PROBLEM DESCRIPTION: Reproduce the items from the line containing "building, that would help a great deal." through the end of the items, inclusive, with the requests left as they are. In the answers, multiply every x and y coordinate by 0.75 and round it to a whole number, rounding halves up.

--- Start of EXERCISE DATA ---

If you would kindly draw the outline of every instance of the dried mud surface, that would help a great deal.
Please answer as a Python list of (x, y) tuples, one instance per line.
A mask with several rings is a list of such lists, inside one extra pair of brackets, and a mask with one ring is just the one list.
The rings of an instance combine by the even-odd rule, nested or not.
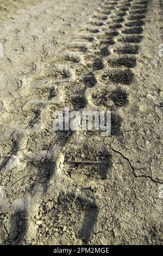
[[(0, 1), (0, 243), (162, 245), (162, 0)], [(111, 132), (52, 114), (111, 112)]]

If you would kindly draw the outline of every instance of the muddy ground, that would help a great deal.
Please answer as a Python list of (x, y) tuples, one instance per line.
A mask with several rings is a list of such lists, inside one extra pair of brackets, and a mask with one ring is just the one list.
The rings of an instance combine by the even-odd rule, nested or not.
[[(0, 14), (1, 244), (162, 245), (163, 1)], [(65, 107), (109, 110), (110, 135), (54, 131)]]

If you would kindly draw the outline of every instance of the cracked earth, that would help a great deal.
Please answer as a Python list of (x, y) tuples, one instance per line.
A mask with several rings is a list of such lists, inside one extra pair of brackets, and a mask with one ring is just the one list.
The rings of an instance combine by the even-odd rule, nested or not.
[[(163, 1), (0, 12), (1, 244), (162, 245)], [(110, 136), (54, 131), (65, 106), (109, 109)]]

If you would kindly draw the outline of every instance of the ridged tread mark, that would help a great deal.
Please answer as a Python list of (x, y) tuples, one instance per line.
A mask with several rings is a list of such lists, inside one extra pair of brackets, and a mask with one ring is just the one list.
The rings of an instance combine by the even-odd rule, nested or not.
[[(131, 2), (131, 1), (130, 1)], [(121, 1), (117, 1), (116, 2), (116, 3), (121, 3)], [(122, 3), (123, 4), (123, 3)], [(113, 8), (113, 10), (115, 10), (114, 9), (114, 8)], [(126, 12), (126, 11), (124, 11), (124, 9), (123, 9), (123, 11), (120, 11), (118, 14), (117, 15), (118, 15), (120, 17), (126, 17), (126, 16), (128, 16), (128, 10), (126, 11), (127, 12)], [(142, 13), (142, 11), (143, 11), (143, 13)], [(131, 15), (133, 15), (133, 14), (142, 14), (142, 13), (146, 13), (146, 10), (137, 10), (136, 9), (136, 10), (134, 10), (134, 11), (131, 11), (130, 12), (130, 13), (131, 14)], [(130, 17), (133, 17), (133, 16), (130, 16)], [(98, 17), (97, 17), (97, 19), (102, 19), (102, 20), (108, 20), (108, 16), (102, 16), (102, 17), (100, 17), (100, 16), (98, 16)], [(122, 22), (123, 22), (124, 21), (126, 21), (126, 19), (125, 18), (124, 20), (123, 20), (123, 21), (122, 21)], [(114, 26), (114, 25), (113, 25)], [(120, 26), (118, 25), (117, 25), (117, 26)], [(121, 25), (120, 25), (121, 26)], [(123, 26), (122, 26), (123, 27)], [(120, 27), (119, 27), (119, 28), (121, 28)], [(98, 32), (96, 32), (96, 28), (95, 28), (95, 31), (94, 31), (94, 32), (95, 31), (95, 33), (94, 33), (95, 34), (98, 34), (98, 33), (99, 32), (99, 35), (101, 35), (100, 34), (100, 30), (99, 31), (98, 31)], [(98, 35), (97, 35), (97, 36), (98, 36)], [(112, 35), (112, 36), (114, 36), (114, 35)], [(127, 38), (126, 37), (126, 38)], [(129, 38), (128, 38), (128, 39)], [(136, 42), (136, 41), (131, 41), (130, 40), (131, 40), (131, 38), (132, 38), (132, 36), (131, 36), (130, 38), (130, 39), (129, 39), (128, 40), (129, 41), (126, 41), (126, 42)], [(140, 39), (140, 40), (142, 38), (139, 38)], [(117, 41), (118, 41), (118, 40), (117, 40)], [(135, 41), (136, 41), (136, 40), (135, 40)], [(122, 41), (122, 42), (123, 42), (124, 41)], [(116, 41), (115, 40), (115, 42), (116, 42)], [(85, 48), (84, 49), (84, 50), (83, 51), (83, 47), (84, 48), (84, 47), (85, 46)], [(79, 48), (79, 51), (81, 51), (82, 52), (87, 52), (87, 50), (89, 50), (89, 47), (90, 46), (86, 46), (86, 45), (84, 45), (84, 44), (81, 44), (80, 43), (78, 45), (78, 47)], [(78, 47), (77, 47), (78, 48)], [(79, 51), (77, 50), (77, 51)], [(110, 52), (109, 52), (110, 53)], [(48, 73), (48, 72), (49, 72), (49, 74)], [(120, 71), (118, 71), (119, 73), (117, 73), (116, 74), (109, 74), (109, 79), (111, 81), (115, 82), (116, 83), (117, 83), (117, 80), (118, 81), (118, 82), (120, 83), (126, 83), (127, 84), (129, 84), (130, 83), (130, 82), (131, 82), (131, 80), (130, 80), (130, 77), (132, 77), (133, 76), (133, 73), (131, 71), (130, 71), (130, 70), (121, 70), (120, 69)], [(116, 73), (116, 72), (115, 72)], [(91, 74), (91, 75), (89, 75), (89, 76), (90, 76), (90, 77), (92, 77), (92, 73)], [(118, 79), (116, 78), (116, 76), (117, 76), (117, 77)], [(56, 76), (55, 76), (54, 74), (53, 74), (53, 71), (52, 72), (52, 71), (47, 71), (47, 74), (46, 74), (45, 75), (45, 75), (41, 76), (41, 77), (40, 77), (40, 80), (42, 80), (43, 78), (56, 78)], [(87, 77), (87, 76), (86, 76), (86, 77)], [(64, 77), (64, 78), (66, 78), (66, 77)], [(91, 82), (92, 81), (92, 78), (91, 78), (91, 79), (89, 79), (88, 82), (86, 82), (86, 87), (90, 87), (90, 86), (94, 86), (96, 84), (96, 82), (93, 82), (93, 84), (92, 84), (92, 82)], [(95, 78), (95, 80), (96, 80), (96, 78)], [(87, 81), (87, 80), (86, 80)], [(91, 81), (91, 82), (90, 82)], [(116, 95), (117, 95), (117, 94), (118, 93), (116, 92), (114, 92), (114, 94), (113, 94), (113, 96), (112, 97), (112, 100), (114, 101), (115, 101), (115, 102), (116, 102), (116, 104), (117, 104), (118, 106), (118, 103), (116, 103), (116, 102), (118, 102), (118, 100), (117, 100), (117, 99), (116, 98), (117, 97), (117, 96), (116, 96)], [(123, 93), (121, 93), (121, 94), (118, 94), (118, 95), (120, 96), (120, 98), (121, 98), (121, 96), (122, 97), (122, 96), (124, 95), (123, 95)], [(118, 96), (119, 97), (119, 96)], [(119, 98), (118, 98), (119, 99)], [(74, 107), (76, 107), (75, 106), (76, 105), (76, 103), (74, 104)], [(81, 106), (79, 106), (79, 107), (81, 107)], [(116, 114), (112, 114), (112, 117), (111, 117), (111, 120), (112, 120), (112, 123), (111, 123), (111, 125), (112, 125), (112, 135), (117, 135), (117, 133), (120, 132), (120, 126), (121, 126), (121, 118), (118, 116), (118, 115), (117, 115)], [(118, 132), (117, 132), (117, 131), (118, 131)], [(89, 239), (86, 239), (86, 241), (87, 242), (88, 241)]]

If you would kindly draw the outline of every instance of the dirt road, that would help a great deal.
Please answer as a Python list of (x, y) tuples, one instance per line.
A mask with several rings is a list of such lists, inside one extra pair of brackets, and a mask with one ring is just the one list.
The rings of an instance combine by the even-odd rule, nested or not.
[[(162, 245), (163, 1), (16, 2), (0, 1), (1, 244)], [(54, 131), (65, 107), (109, 110), (110, 136)]]

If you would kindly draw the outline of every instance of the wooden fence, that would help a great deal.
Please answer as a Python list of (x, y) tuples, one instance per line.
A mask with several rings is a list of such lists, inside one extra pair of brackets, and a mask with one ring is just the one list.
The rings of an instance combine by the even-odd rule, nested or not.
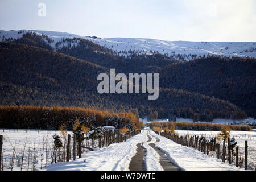
[[(233, 161), (234, 161), (234, 156), (232, 155), (231, 152), (231, 147), (230, 147), (230, 138), (228, 138), (228, 142), (226, 141), (225, 139), (223, 140), (223, 148), (222, 148), (222, 154), (221, 154), (220, 150), (220, 144), (216, 143), (216, 138), (213, 138), (213, 140), (212, 140), (210, 142), (207, 142), (206, 139), (204, 139), (203, 138), (200, 140), (200, 137), (199, 135), (186, 135), (186, 136), (179, 136), (177, 134), (172, 134), (170, 133), (159, 133), (156, 131), (154, 131), (156, 134), (160, 135), (161, 136), (163, 136), (172, 141), (181, 144), (184, 146), (192, 147), (195, 149), (197, 149), (200, 151), (201, 152), (203, 152), (205, 155), (209, 155), (210, 152), (210, 154), (215, 156), (217, 158), (220, 159), (221, 158), (223, 162), (225, 162), (225, 160), (228, 159), (229, 164), (232, 164)], [(205, 138), (205, 139), (206, 139)], [(227, 143), (227, 144), (226, 144)], [(226, 154), (226, 149), (228, 147), (228, 154)], [(242, 161), (242, 159), (241, 155), (240, 150), (239, 149), (239, 147), (237, 146), (236, 148), (236, 166), (237, 167), (241, 167), (242, 164), (241, 161)], [(238, 152), (239, 151), (239, 152)], [(228, 158), (226, 158), (226, 156)], [(244, 163), (244, 168), (245, 170), (247, 170), (248, 169), (248, 144), (247, 141), (245, 141), (245, 163)]]

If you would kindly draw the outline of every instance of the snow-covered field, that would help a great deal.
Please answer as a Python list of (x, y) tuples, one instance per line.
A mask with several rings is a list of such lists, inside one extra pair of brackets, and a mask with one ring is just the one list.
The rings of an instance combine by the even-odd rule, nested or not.
[[(68, 132), (71, 134), (71, 132)], [(47, 147), (47, 165), (51, 164), (51, 157), (50, 153), (52, 151), (53, 145), (54, 134), (60, 135), (59, 131), (53, 130), (14, 130), (0, 129), (0, 135), (3, 136), (3, 156), (5, 170), (11, 170), (10, 162), (13, 157), (15, 157), (13, 170), (20, 170), (21, 165), (18, 160), (21, 160), (22, 150), (25, 149), (23, 170), (28, 170), (28, 156), (30, 151), (30, 159), (31, 155), (33, 157), (34, 148), (36, 157), (35, 167), (40, 168), (41, 164), (43, 166), (46, 164), (46, 150)], [(26, 148), (24, 146), (26, 143)], [(14, 148), (15, 152), (14, 153)], [(41, 155), (42, 154), (42, 155)], [(42, 159), (41, 160), (41, 159)], [(31, 160), (30, 160), (31, 161)], [(30, 164), (29, 170), (32, 169), (31, 164)]]
[(126, 142), (114, 143), (105, 148), (84, 153), (82, 158), (69, 162), (53, 164), (46, 170), (122, 171), (128, 170), (131, 158), (136, 154), (136, 145), (148, 140), (146, 130)]
[[(176, 130), (179, 135), (185, 135), (187, 130)], [(212, 137), (217, 136), (220, 131), (192, 131), (188, 130), (187, 133), (190, 135), (204, 135), (209, 139)], [(256, 165), (256, 131), (231, 131), (230, 138), (234, 138), (237, 142), (237, 146), (239, 146), (242, 156), (245, 154), (245, 142), (248, 142), (248, 163), (253, 163)], [(221, 146), (222, 142), (221, 142)]]
[[(144, 118), (139, 118), (139, 121), (143, 121), (144, 123), (147, 123), (151, 122), (152, 121), (149, 121), (147, 117)], [(153, 121), (154, 122), (168, 122), (168, 119), (156, 119)], [(188, 122), (188, 123), (193, 123), (192, 119), (189, 118), (176, 118), (176, 122)], [(235, 119), (214, 119), (212, 121), (212, 122), (205, 122), (201, 121), (203, 123), (216, 123), (216, 124), (246, 124), (246, 123), (256, 123), (256, 119), (253, 119), (253, 118), (247, 118), (245, 119), (242, 120), (235, 120)]]
[(207, 156), (197, 150), (191, 147), (183, 146), (164, 136), (159, 136), (154, 132), (151, 134), (160, 139), (156, 143), (175, 164), (181, 169), (187, 171), (232, 171), (242, 170), (234, 164), (222, 163), (220, 159)]
[[(0, 31), (0, 38), (2, 40), (3, 35), (5, 39), (9, 38), (16, 39), (21, 37), (23, 33), (28, 31), (27, 30), (22, 31), (22, 33), (19, 34), (19, 31)], [(101, 39), (60, 32), (40, 30), (30, 30), (29, 31), (36, 32), (39, 35), (42, 34), (48, 35), (49, 38), (54, 40), (54, 42), (50, 43), (54, 48), (55, 48), (56, 43), (61, 40), (63, 38), (72, 39), (74, 37), (79, 37), (112, 49), (115, 52), (116, 54), (119, 52), (119, 55), (124, 56), (129, 55), (129, 53), (127, 52), (131, 50), (138, 54), (152, 54), (152, 51), (155, 51), (168, 56), (173, 56), (177, 59), (179, 58), (176, 57), (176, 56), (181, 55), (187, 61), (192, 59), (193, 55), (196, 55), (198, 57), (204, 55), (207, 56), (208, 53), (227, 57), (256, 57), (256, 42), (165, 41), (151, 39), (126, 38)], [(77, 43), (73, 43), (73, 45), (76, 46)], [(126, 53), (123, 52), (125, 51)], [(123, 51), (123, 53), (120, 51)]]

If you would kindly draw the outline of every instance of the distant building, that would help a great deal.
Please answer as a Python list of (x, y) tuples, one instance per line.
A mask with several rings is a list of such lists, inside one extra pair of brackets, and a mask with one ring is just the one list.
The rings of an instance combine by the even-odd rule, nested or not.
[(112, 131), (112, 132), (114, 132), (115, 130), (115, 128), (113, 126), (104, 126), (103, 128), (108, 131)]
[(168, 118), (169, 118), (170, 122), (171, 122), (171, 121), (176, 122), (176, 115), (175, 114), (169, 114)]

--- End of EXERCISE DATA ---

FINAL ANSWER:
If you would kindly draw the outline of every instance of the distant building, that would help a great deal.
Please answer as a Python list of (x, y) tuples, one instance per line.
A mask with several rings is a list of such lists, inside one extra pair of brackets, and a mask with one ring is just the one list.
The rings of an instance combine by the even-odd rule, nested or not.
[(84, 98), (84, 99), (86, 99), (86, 98), (86, 96), (85, 95), (78, 95), (77, 96), (81, 98)]
[(126, 89), (127, 89), (128, 92), (128, 92), (128, 91), (132, 92), (132, 86), (131, 86), (127, 86)]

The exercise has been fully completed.